TO DO
According to the report on television coverage of the NASA and SpaceX launch, at what time will Fox News offer special coverage to Fox Broadcasting affiliates, and with which anchor?

EXCERPT
#####
The nation’s TV-news outlets have spent countless hours covering the coronavirus pandemic. On late Wednesday afternoon, for at least a little while, they will focus on something entirely different.

CBS News, NBC News and ABC News are preparing to break into regularly scheduled programming a few minutes before 4:30 p.m. eastern Wednesday in a bid to chronicle the launch of a joint mission between NASA and entrepreneur Elon Musk’s SpaceX that will represent the first time American astronauts will take off from U.S. soil since 2011.  Both Fox News Channel and MSNBC are planning to break away from regular programming at that time in order to bring viewers coverage of the spectacle. Fox News will offer Fox Broadcasting affiliates special coverage of the event at 4:25 p.m. with anchor Leland Vittert.

Some news divisions are using the launch to highlight emerging business ventures and new means of distribution. When NBC News’ Lester Holt delivers a special report on NBC at 4:20 p.m. tomorrow, he will also do so via NBC News Now, the company’s live-streaming news outlet. CBSN, the CBS News live-streaming hub, plans to start live coverage tomorrow at 12:30 p.m. eastern, as the astronauts suit up and arrive at the launch pad, and then continue throughout the afternoon. CBSN will simulcast a special report at 4:20 p.m. tomorrow from CBS News’ Norah O’Donnell. CBS News’ Mark Strassmann has already snared an interview with Musk that aired on “CBS Evening News” and will air tomorrow on “CBS This Morning.”
#####
Natural-language object grounding data
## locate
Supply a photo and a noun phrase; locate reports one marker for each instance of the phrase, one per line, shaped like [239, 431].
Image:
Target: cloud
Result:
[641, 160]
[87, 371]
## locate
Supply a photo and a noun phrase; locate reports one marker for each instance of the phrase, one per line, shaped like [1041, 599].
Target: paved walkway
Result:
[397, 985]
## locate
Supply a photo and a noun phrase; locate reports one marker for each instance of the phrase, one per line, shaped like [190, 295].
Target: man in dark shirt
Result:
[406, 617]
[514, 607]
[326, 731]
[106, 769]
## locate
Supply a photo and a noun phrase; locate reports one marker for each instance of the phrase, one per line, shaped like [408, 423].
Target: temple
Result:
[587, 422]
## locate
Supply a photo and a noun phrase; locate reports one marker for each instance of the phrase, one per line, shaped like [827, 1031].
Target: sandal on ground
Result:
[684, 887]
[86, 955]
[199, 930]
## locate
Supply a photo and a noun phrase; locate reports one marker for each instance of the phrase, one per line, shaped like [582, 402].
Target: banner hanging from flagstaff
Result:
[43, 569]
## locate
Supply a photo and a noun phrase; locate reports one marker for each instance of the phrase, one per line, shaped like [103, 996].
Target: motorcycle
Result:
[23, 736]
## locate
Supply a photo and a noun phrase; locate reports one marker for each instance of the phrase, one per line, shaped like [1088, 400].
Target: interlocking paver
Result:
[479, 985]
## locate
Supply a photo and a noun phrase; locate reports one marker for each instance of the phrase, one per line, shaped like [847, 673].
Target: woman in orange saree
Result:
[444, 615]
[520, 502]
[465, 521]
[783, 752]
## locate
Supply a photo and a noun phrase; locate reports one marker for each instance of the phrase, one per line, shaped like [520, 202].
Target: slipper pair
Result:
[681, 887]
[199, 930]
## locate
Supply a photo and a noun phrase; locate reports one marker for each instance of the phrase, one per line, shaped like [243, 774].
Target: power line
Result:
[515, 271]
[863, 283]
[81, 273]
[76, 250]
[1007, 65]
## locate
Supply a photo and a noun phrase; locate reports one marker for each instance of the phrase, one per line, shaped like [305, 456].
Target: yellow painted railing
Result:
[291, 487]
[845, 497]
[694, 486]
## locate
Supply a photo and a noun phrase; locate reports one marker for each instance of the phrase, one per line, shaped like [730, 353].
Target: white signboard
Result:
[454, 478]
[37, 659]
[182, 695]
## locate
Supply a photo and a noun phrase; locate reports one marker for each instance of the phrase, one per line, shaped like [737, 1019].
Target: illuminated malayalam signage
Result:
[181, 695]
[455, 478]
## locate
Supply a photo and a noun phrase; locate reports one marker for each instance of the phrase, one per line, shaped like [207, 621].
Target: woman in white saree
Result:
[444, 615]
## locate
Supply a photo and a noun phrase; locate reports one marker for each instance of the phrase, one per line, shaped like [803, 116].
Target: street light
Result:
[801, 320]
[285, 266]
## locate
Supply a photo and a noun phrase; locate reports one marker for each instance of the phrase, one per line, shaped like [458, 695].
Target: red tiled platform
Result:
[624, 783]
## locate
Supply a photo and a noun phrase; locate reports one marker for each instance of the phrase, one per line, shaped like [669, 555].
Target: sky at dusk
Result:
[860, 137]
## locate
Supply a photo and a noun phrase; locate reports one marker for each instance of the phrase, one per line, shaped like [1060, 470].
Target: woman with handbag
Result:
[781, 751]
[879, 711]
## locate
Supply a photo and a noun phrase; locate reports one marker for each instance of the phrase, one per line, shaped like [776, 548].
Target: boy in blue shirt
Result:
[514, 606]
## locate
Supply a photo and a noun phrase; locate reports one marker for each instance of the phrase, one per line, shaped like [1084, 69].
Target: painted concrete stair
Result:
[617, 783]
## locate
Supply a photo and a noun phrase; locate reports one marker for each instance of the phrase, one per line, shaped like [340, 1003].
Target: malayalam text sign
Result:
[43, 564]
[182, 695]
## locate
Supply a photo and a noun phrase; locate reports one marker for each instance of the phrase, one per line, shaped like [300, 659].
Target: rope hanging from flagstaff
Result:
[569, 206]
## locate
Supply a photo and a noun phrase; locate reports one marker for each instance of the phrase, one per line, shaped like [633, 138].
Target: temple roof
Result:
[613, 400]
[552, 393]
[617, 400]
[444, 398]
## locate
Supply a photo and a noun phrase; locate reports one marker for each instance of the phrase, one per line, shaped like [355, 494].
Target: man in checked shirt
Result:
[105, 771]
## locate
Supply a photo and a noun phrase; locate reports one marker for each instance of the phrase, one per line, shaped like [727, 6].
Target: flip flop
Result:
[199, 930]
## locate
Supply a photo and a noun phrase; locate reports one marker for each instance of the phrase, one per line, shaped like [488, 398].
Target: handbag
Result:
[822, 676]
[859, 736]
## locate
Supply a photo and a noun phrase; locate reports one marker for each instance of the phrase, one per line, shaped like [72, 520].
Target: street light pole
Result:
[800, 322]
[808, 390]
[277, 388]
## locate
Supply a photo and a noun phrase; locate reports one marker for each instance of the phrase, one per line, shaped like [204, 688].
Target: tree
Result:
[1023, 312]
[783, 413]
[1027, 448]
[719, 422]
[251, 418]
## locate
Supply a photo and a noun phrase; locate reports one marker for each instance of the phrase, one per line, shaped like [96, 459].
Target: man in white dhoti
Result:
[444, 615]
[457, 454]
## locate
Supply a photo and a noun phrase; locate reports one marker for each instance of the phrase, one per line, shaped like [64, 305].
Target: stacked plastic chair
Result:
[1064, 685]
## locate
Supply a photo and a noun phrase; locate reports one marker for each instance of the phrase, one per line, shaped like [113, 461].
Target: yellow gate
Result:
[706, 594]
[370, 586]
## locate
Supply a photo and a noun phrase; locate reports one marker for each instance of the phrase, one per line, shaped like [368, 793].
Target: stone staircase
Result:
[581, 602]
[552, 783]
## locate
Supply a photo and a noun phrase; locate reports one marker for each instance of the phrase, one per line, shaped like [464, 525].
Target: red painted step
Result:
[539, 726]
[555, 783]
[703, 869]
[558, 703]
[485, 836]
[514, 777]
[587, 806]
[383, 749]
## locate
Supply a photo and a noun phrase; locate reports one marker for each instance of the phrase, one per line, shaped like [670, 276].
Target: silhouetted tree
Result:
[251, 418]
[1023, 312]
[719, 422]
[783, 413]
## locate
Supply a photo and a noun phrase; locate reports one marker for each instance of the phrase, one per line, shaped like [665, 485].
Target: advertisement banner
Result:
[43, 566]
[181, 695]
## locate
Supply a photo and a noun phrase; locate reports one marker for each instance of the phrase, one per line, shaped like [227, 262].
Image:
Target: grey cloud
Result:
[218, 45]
#####
EXPECTED ANSWER
At 4:25 p.m., with anchor Leland Vittert.